▶ DIRECTIONS FOR THIS TASK: Return an exact copy of the data, starting at its first line and ending at the line that contains "positive clicks: (1158, 227)", minus any pictures.

Stored records:
########
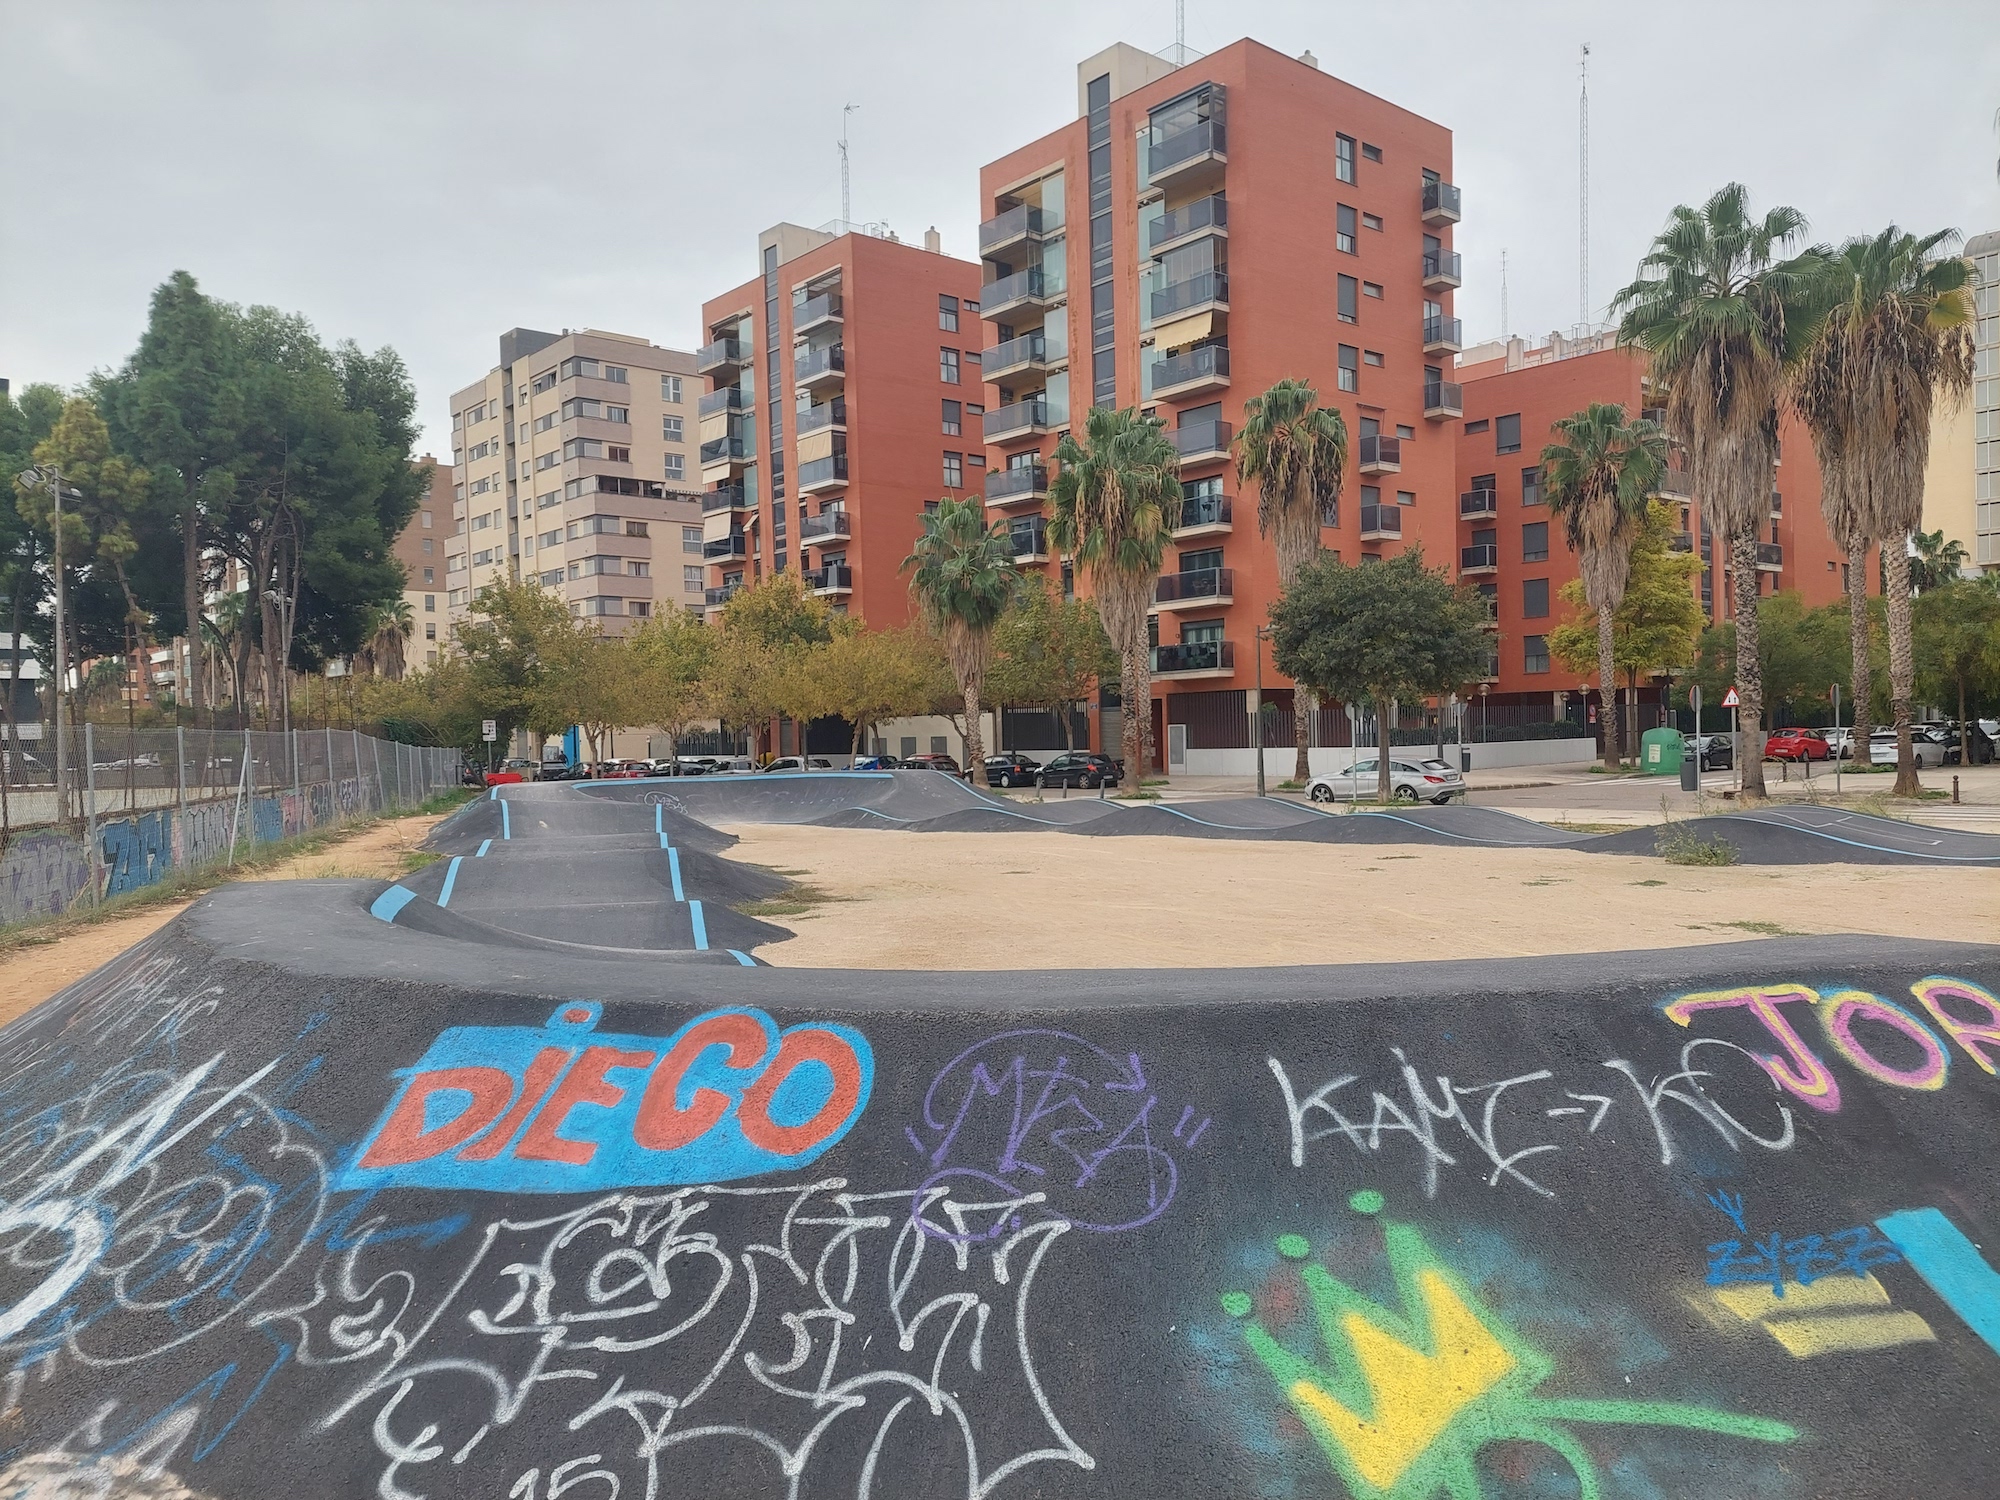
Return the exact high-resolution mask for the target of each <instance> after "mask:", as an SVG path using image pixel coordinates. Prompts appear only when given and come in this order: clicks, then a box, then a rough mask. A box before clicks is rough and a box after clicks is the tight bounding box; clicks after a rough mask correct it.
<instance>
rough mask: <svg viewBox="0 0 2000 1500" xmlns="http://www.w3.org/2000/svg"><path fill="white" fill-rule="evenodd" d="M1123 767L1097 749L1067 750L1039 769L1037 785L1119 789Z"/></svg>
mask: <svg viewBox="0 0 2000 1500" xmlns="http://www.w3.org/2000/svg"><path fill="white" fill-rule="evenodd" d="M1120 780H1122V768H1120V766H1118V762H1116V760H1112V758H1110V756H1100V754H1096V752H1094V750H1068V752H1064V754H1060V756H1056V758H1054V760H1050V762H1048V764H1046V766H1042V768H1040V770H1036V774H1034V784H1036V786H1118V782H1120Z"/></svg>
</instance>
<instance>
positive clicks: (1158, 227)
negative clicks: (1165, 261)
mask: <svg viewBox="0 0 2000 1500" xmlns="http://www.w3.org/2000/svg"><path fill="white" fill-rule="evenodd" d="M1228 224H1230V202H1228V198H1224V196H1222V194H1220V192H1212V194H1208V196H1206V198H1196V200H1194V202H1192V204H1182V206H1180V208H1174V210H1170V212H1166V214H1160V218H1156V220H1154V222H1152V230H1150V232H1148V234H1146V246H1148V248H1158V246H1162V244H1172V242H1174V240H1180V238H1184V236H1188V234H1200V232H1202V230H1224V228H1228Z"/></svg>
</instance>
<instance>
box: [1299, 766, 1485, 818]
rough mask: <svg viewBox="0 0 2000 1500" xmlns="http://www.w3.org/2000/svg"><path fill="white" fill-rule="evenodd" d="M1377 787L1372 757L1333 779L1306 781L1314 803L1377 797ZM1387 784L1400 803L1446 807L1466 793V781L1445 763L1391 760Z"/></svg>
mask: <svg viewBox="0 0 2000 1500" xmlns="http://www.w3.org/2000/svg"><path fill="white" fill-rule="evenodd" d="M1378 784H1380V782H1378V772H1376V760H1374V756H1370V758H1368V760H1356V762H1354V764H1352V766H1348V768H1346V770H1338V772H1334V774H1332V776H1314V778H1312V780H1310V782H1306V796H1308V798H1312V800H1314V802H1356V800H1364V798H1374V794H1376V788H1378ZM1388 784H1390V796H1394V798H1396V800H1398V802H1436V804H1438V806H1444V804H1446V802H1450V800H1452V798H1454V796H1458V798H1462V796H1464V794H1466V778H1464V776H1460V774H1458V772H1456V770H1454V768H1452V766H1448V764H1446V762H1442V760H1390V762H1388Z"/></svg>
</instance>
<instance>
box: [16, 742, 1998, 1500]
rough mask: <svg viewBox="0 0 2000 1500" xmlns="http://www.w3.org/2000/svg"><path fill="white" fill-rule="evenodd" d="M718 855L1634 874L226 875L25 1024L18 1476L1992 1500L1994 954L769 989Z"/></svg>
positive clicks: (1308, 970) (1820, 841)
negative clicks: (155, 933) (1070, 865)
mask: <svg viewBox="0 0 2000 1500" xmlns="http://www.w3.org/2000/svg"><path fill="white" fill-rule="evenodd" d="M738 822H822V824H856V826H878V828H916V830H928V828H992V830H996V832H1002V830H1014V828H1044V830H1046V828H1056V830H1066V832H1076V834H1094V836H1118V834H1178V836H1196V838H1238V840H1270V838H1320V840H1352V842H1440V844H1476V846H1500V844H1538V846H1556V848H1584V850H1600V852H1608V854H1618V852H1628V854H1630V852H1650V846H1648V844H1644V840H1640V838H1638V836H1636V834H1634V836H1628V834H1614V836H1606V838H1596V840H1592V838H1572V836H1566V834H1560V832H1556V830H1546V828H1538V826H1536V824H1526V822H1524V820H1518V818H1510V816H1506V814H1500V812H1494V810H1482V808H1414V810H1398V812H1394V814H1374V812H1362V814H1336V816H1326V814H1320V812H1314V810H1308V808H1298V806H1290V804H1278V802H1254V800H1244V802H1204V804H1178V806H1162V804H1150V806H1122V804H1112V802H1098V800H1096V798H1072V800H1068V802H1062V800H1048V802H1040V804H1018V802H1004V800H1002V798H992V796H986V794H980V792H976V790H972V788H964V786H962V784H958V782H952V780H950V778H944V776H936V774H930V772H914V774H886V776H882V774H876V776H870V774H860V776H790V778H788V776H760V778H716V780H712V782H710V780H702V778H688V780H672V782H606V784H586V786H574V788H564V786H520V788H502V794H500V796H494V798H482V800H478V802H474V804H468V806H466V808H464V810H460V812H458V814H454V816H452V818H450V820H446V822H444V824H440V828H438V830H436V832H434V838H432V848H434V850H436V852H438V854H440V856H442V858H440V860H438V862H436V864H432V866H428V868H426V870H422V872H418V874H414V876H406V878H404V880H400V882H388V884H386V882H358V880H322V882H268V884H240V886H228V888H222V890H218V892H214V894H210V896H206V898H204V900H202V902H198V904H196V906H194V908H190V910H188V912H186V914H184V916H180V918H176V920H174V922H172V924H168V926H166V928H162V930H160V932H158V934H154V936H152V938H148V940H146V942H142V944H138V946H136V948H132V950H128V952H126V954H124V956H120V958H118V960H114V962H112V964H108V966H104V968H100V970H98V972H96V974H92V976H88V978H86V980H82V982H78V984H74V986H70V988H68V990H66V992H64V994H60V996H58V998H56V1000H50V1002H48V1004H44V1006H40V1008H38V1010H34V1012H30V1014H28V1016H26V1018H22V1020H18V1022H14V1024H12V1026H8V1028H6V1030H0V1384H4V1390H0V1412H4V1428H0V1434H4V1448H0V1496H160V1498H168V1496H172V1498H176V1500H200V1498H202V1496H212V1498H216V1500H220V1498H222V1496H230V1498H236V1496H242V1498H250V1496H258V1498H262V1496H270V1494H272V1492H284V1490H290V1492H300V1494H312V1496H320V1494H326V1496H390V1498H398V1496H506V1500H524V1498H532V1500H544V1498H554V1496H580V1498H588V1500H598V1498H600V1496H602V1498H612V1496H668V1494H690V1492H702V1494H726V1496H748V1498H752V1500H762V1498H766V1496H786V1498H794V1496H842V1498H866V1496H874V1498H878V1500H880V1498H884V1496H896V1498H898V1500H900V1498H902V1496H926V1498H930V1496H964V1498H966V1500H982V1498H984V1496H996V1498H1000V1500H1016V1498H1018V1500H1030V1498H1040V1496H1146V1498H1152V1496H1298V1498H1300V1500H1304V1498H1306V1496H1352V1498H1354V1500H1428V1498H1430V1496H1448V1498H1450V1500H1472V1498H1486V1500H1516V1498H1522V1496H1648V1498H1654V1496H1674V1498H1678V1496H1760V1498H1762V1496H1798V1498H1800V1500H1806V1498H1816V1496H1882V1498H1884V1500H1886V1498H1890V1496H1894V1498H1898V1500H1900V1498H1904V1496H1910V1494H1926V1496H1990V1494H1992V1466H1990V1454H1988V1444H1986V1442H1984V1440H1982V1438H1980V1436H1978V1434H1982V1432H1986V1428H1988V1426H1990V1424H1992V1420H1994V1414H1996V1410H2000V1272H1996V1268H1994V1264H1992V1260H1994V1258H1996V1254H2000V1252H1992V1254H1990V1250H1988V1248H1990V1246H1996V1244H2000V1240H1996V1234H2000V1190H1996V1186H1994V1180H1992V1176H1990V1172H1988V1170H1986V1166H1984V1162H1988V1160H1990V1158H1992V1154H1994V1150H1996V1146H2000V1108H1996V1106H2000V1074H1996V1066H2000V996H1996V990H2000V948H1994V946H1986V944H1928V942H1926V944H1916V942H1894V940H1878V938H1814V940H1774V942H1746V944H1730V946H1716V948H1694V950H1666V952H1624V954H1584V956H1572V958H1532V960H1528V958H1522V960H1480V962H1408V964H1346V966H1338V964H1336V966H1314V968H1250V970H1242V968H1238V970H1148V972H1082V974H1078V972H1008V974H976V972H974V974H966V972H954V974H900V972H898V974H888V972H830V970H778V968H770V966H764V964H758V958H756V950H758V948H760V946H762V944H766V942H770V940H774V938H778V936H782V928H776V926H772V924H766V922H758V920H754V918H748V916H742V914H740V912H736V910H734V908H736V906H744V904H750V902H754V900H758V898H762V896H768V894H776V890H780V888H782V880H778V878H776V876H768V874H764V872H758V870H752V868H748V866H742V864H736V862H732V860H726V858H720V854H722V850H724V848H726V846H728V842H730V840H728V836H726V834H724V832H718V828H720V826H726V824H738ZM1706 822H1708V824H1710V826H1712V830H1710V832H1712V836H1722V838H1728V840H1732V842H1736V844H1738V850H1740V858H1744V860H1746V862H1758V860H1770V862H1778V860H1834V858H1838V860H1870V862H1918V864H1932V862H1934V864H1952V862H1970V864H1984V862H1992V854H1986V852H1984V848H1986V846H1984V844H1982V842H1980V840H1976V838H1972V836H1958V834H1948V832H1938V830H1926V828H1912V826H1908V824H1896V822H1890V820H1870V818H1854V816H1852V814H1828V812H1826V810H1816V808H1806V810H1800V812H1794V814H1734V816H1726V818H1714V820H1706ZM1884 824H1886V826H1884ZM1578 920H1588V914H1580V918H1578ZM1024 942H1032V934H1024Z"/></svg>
########
▶ SOLVED EXERCISE:
Return the exact high-resolution mask for the target of each <instance> after "mask:", as an SVG path using image pixel coordinates. Prompts appear only when given and come in this order: clicks, then a box, then a rough mask. A box before clicks is rough and a box after clicks is the tight bounding box; clicks after a rough mask correct it.
<instance>
rough mask: <svg viewBox="0 0 2000 1500" xmlns="http://www.w3.org/2000/svg"><path fill="white" fill-rule="evenodd" d="M1123 767L1097 749L1067 750L1039 769L1037 785L1119 789Z"/></svg>
mask: <svg viewBox="0 0 2000 1500" xmlns="http://www.w3.org/2000/svg"><path fill="white" fill-rule="evenodd" d="M1120 780H1122V768H1120V766H1118V762H1116V760H1112V758H1110V756H1100V754H1096V752H1094V750H1068V752H1064V754H1060V756H1056V758H1054V760H1050V762H1048V764H1046V766H1042V768H1040V770H1036V774H1034V784H1036V786H1118V782H1120Z"/></svg>
</instance>
<instance>
positive clicks: (1158, 227)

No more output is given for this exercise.